WORK INSTRUCTIONS:
1. In the swine flu report, translate this sentence into Spanish: "As many as 19 swine flu patients are currently on ventilator across the state, the officer added."
2. Decide whether each statement agrees with the swine flu report, answering yes or no and quoting the deciding words: (a) The 72-year-old woman died at Kohinoor Hospital on May 12. (b) The city's first H1N1 death this year was an 18-month-old boy from Malad. (c) Dr Padmaja Keskar heads the Maharashtra epidemiology department.

SOURCE EXTRACT:
>>>>
Mumbai: Swine flu has claimed its second victim in the city this year with the death of a 72-year-old woman from Kurla at a hospital here, while as many as 196 people have succumbed to the infection across the state so far in 2017, an official said.
The woman died at Kohinoor Hospital on May 12, but her report was awaited for confirmation of the H1N1 infection, the official said. “The woman was suffering from high blood pressure and ischemic heart disease (a condition that affects the supply of blood to the heart). As her condition worsened, she was taken to the hospital at 3 am (on May 12). However, doctors pronounced her dead within six hours of treatment,” a health official of Brihanmumbai Municipal Corporation (BMC) said.
The first H1N1 death in the city this year was reported on April 28, when an 18-month-old boy from Malad had succumbed to the infection. The civic health officials said that six cases of swine flu infection were reported this month in the city. Dr Padmaja Keskar, executive health officer of BMC, said they have screened over 3,776 people of 750 families in the locality in Kurla, where the woman stayed.
“Six residents were diagnosed with fever in the same locality and they were immediately sent for treatment. It is a precautionary measure,” Keskar said. A senior state health officer said as many as 196 swine flu deaths have been reported in the state till May 14.
“Through wide surveillance, we have screened suspected population of 7,62,489 and treated 13,524 patients. Districts like Pune, Nashik, Solapur and Aurangabad remain our focus areas, because most of the deaths are being reported from there,” the official said. As many as 19 swine flu patients are currently on ventilator across the state, the officer added. The health experts have maintained that fluctuations in temperatures and the wearing off of vaccines could be reasons for the spurt.
“The state health ministry has intensified screening and surveillance for all viral infections and are vaccinating the patients including those from high-risk groups, pregnant woman, diabetics and people with high blood pressure,” Dr Pradeep Awate, head of Maharashtra epidemiology department said.
<<<<
THE DATA:
>>>>
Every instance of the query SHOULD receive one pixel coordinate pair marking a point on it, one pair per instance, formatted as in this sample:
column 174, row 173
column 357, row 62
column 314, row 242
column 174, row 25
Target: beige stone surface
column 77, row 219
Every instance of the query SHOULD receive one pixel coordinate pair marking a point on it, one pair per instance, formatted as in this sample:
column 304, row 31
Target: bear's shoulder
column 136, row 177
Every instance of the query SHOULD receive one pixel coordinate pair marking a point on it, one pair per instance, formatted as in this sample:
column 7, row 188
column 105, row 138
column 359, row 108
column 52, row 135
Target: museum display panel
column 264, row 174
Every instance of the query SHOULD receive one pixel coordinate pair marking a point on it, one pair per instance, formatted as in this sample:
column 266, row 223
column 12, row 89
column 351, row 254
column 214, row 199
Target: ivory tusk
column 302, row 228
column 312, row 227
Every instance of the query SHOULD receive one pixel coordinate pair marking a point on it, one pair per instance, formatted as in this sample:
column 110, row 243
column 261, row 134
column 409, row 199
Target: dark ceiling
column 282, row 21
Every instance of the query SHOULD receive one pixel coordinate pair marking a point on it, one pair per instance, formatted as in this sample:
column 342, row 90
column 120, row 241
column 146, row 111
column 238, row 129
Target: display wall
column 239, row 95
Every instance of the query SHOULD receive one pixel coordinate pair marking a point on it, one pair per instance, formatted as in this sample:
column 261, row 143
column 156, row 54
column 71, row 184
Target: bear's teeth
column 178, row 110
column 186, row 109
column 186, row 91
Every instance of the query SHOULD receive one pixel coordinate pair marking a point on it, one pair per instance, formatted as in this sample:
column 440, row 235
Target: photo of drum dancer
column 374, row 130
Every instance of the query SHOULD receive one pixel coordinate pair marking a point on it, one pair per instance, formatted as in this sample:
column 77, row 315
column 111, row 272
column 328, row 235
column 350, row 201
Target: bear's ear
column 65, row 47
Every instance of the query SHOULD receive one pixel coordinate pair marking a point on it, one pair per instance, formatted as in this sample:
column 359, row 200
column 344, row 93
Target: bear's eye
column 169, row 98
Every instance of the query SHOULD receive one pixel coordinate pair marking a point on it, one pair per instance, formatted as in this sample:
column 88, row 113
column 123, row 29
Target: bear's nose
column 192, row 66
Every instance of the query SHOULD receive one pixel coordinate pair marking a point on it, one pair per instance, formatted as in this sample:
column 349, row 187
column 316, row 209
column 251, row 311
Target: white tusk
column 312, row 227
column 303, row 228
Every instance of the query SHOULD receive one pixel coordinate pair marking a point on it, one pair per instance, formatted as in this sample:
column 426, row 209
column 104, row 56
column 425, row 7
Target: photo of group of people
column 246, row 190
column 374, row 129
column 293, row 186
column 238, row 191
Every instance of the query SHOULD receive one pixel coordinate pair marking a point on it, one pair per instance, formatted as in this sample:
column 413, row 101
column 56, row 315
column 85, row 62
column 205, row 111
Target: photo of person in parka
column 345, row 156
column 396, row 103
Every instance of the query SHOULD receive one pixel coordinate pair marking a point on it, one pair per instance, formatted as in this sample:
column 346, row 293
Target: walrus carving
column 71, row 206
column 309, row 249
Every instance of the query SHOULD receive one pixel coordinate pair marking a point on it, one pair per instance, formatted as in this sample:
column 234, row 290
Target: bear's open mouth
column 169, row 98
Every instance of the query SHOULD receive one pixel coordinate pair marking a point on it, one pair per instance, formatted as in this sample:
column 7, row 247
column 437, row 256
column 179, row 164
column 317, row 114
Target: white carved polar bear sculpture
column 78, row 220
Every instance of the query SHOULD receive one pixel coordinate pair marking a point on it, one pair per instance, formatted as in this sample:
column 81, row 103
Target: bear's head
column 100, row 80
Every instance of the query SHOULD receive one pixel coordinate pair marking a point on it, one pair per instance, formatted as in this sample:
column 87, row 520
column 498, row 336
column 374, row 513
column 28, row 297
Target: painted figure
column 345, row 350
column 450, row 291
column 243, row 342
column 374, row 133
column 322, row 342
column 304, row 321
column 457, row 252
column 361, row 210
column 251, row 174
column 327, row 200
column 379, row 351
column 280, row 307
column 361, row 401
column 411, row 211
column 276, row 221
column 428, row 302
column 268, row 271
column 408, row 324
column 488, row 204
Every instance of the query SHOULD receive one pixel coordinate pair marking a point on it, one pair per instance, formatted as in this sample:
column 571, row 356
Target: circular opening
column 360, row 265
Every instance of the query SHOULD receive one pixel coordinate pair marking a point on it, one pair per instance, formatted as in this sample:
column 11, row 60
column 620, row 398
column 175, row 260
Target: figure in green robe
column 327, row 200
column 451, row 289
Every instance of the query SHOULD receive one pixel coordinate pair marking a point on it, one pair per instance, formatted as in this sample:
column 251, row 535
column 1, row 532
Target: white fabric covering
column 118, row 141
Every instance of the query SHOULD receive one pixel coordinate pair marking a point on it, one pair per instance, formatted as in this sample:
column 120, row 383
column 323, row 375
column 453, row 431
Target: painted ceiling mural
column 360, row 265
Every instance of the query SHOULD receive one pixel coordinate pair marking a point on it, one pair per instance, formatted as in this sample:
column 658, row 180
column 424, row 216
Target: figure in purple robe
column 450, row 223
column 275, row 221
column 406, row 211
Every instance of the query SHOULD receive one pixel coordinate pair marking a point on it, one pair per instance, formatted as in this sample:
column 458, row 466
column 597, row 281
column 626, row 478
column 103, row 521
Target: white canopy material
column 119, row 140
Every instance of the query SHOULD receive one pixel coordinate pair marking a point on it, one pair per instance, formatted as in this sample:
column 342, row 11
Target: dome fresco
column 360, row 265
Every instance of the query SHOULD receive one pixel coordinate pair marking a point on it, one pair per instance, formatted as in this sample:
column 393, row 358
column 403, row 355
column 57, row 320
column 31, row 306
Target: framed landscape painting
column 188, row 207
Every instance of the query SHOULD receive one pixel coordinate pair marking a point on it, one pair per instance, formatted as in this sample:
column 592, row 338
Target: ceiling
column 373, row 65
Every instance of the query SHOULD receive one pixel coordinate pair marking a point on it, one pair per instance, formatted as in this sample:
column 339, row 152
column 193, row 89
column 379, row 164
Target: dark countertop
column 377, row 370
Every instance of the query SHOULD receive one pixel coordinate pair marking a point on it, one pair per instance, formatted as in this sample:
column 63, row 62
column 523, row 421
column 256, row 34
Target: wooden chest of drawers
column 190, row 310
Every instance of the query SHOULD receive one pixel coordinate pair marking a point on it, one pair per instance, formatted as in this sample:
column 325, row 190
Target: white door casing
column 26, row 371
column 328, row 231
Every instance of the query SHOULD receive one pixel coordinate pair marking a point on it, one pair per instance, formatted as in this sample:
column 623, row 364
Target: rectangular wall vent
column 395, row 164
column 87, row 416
<<<<
>>>>
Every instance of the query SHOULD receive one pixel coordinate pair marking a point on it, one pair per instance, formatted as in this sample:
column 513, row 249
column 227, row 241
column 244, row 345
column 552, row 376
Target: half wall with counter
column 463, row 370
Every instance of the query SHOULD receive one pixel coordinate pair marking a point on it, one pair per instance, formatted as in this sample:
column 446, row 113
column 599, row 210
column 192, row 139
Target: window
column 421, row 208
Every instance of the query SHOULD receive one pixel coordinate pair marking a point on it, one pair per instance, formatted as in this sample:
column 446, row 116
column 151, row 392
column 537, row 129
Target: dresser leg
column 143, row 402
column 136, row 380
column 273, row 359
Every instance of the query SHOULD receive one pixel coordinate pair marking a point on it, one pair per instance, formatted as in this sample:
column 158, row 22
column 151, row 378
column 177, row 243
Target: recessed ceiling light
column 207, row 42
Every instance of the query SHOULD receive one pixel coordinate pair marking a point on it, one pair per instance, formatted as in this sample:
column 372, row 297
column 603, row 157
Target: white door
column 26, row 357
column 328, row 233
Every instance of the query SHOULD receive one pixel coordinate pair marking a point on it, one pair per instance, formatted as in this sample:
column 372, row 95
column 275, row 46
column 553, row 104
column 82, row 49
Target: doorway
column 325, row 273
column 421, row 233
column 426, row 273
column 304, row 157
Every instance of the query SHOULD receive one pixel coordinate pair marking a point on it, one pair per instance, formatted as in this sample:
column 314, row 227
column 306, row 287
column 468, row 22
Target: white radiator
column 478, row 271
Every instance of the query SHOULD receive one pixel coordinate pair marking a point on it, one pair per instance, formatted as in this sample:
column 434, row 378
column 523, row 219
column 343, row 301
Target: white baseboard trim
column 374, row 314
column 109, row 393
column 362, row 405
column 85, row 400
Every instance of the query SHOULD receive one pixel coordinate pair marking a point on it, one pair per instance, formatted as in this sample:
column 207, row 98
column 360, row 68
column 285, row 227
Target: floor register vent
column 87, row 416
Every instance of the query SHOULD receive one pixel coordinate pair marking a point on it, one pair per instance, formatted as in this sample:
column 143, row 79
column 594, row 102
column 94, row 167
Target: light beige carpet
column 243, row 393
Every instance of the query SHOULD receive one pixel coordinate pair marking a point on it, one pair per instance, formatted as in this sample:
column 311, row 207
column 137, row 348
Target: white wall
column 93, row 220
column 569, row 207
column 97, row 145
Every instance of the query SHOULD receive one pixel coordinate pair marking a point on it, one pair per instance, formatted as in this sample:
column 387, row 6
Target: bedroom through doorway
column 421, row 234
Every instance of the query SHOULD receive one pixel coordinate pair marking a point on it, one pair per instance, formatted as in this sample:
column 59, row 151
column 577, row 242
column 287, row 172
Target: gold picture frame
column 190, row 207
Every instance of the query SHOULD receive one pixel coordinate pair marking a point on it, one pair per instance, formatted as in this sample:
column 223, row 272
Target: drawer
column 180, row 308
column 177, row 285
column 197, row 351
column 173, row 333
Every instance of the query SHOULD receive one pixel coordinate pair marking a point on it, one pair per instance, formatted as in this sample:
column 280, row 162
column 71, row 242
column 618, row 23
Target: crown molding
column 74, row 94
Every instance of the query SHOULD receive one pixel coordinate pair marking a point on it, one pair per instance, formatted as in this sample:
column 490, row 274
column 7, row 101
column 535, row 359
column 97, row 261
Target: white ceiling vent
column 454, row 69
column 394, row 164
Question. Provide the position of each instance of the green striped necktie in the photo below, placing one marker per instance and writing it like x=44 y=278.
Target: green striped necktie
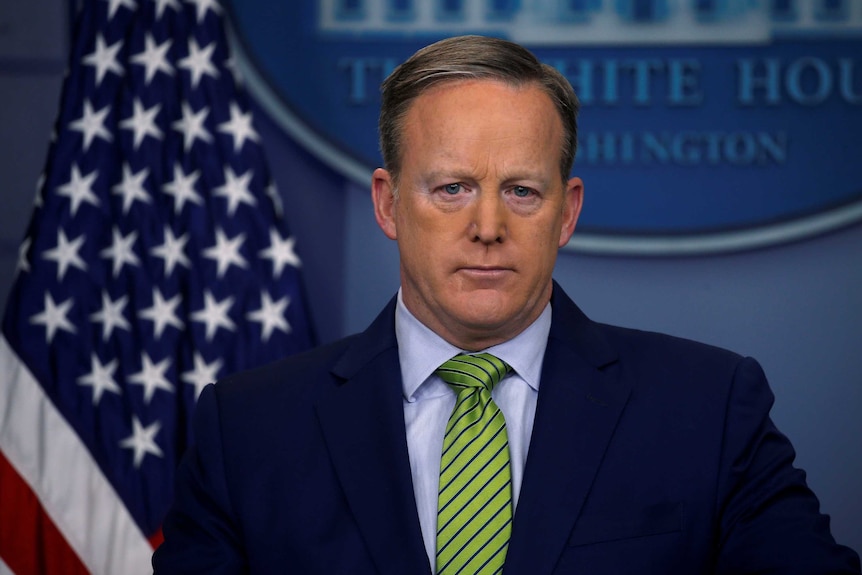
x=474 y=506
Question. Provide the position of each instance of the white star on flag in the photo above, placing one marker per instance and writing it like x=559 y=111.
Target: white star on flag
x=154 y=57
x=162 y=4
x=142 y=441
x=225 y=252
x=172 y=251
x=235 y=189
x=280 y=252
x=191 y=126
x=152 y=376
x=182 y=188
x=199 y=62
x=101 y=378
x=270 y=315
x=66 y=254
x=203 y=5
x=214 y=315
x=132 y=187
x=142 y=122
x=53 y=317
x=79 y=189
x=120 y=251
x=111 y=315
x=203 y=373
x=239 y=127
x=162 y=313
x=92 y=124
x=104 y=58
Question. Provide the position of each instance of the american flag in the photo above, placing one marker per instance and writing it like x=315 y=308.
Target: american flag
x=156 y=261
<<<<
SOLUTIONS:
1. Hasta 19 pacientes con gripe porcina están actualmente conectados a un respirador en todo el estado, añadió el funcionario.

2.
(a) Yes: "The woman died at Kohinoor Hospital on May 12"
(b) Yes: "The first H1N1 death in the city this year was reported on April 28, when an 18-month-old boy from Malad had succumbed to the infection."
(c) No: "Dr Padmaja Keskar, executive health officer of BMC"